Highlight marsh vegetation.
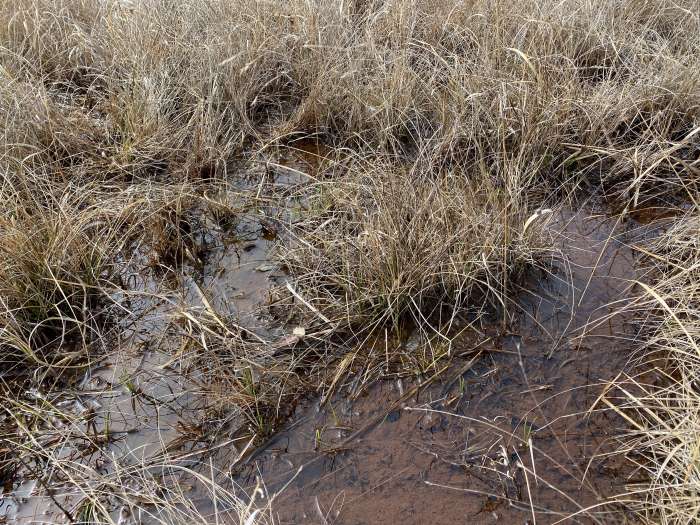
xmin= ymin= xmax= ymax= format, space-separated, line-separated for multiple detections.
xmin=0 ymin=0 xmax=698 ymax=523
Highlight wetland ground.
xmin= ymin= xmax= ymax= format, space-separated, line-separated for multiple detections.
xmin=1 ymin=1 xmax=699 ymax=523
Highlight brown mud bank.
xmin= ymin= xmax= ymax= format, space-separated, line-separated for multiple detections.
xmin=220 ymin=206 xmax=656 ymax=524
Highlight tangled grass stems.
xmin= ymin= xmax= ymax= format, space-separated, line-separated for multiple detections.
xmin=278 ymin=147 xmax=552 ymax=337
xmin=1 ymin=397 xmax=274 ymax=525
xmin=0 ymin=184 xmax=123 ymax=370
xmin=611 ymin=204 xmax=700 ymax=523
xmin=0 ymin=166 xmax=207 ymax=374
xmin=0 ymin=0 xmax=697 ymax=194
xmin=0 ymin=0 xmax=699 ymax=522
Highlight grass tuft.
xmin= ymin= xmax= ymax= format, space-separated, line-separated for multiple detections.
xmin=613 ymin=203 xmax=700 ymax=523
xmin=279 ymin=148 xmax=551 ymax=335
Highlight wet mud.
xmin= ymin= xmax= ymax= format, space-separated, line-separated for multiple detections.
xmin=230 ymin=207 xmax=650 ymax=524
xmin=0 ymin=143 xmax=323 ymax=523
xmin=0 ymin=140 xmax=665 ymax=524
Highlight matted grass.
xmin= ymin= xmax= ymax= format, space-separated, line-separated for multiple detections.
xmin=1 ymin=0 xmax=699 ymax=522
xmin=1 ymin=0 xmax=698 ymax=192
xmin=611 ymin=204 xmax=700 ymax=524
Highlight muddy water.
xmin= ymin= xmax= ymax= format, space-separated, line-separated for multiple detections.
xmin=188 ymin=138 xmax=330 ymax=333
xmin=0 ymin=143 xmax=325 ymax=523
xmin=231 ymin=207 xmax=647 ymax=524
xmin=1 ymin=136 xmax=659 ymax=525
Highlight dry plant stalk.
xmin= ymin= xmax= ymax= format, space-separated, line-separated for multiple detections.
xmin=613 ymin=206 xmax=700 ymax=524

○ ○ ○

Task objective: Transcribe the whole of the data exactly, minus any pictures.

Exercise solution:
Highlight marsh vegetation.
xmin= ymin= xmax= ymax= format, space-separated, line-separated for multiple detections.
xmin=0 ymin=0 xmax=698 ymax=523
Highlight wetland ground.
xmin= ymin= xmax= ymax= format, space-separated, line-separated for multiple detections.
xmin=1 ymin=1 xmax=699 ymax=523
Highlight brown mud bank.
xmin= ymin= xmax= ymax= format, space-separated, line-separated for multiple detections.
xmin=220 ymin=206 xmax=656 ymax=524
Highlight tangled grass stems.
xmin= ymin= xmax= ymax= format, space-separated, line-separated for multiple detections.
xmin=278 ymin=147 xmax=552 ymax=337
xmin=1 ymin=397 xmax=274 ymax=525
xmin=0 ymin=184 xmax=123 ymax=370
xmin=611 ymin=204 xmax=700 ymax=523
xmin=0 ymin=166 xmax=207 ymax=374
xmin=0 ymin=0 xmax=697 ymax=194
xmin=0 ymin=0 xmax=699 ymax=522
Highlight grass tuft.
xmin= ymin= xmax= ymax= format, space-separated, line-separated for multiple detections.
xmin=613 ymin=203 xmax=700 ymax=523
xmin=279 ymin=148 xmax=551 ymax=335
Highlight wet mud.
xmin= ymin= xmax= ymax= format, space-separated, line-separated for multiple detections.
xmin=230 ymin=207 xmax=650 ymax=524
xmin=0 ymin=143 xmax=323 ymax=523
xmin=0 ymin=140 xmax=665 ymax=524
Highlight matted grass.
xmin= ymin= xmax= ymax= format, space-separated, line-separated for multiple detections.
xmin=1 ymin=0 xmax=699 ymax=522
xmin=1 ymin=0 xmax=698 ymax=192
xmin=611 ymin=204 xmax=700 ymax=524
Highlight muddy water.
xmin= ymin= xmax= ymax= format, space-separated, line-separated for multiple detections.
xmin=188 ymin=138 xmax=330 ymax=333
xmin=0 ymin=143 xmax=325 ymax=523
xmin=231 ymin=207 xmax=647 ymax=524
xmin=1 ymin=136 xmax=659 ymax=525
Highlight dry plant stalk.
xmin= ymin= xmax= ymax= format, space-separated, line-separated for multiple detections.
xmin=613 ymin=206 xmax=700 ymax=524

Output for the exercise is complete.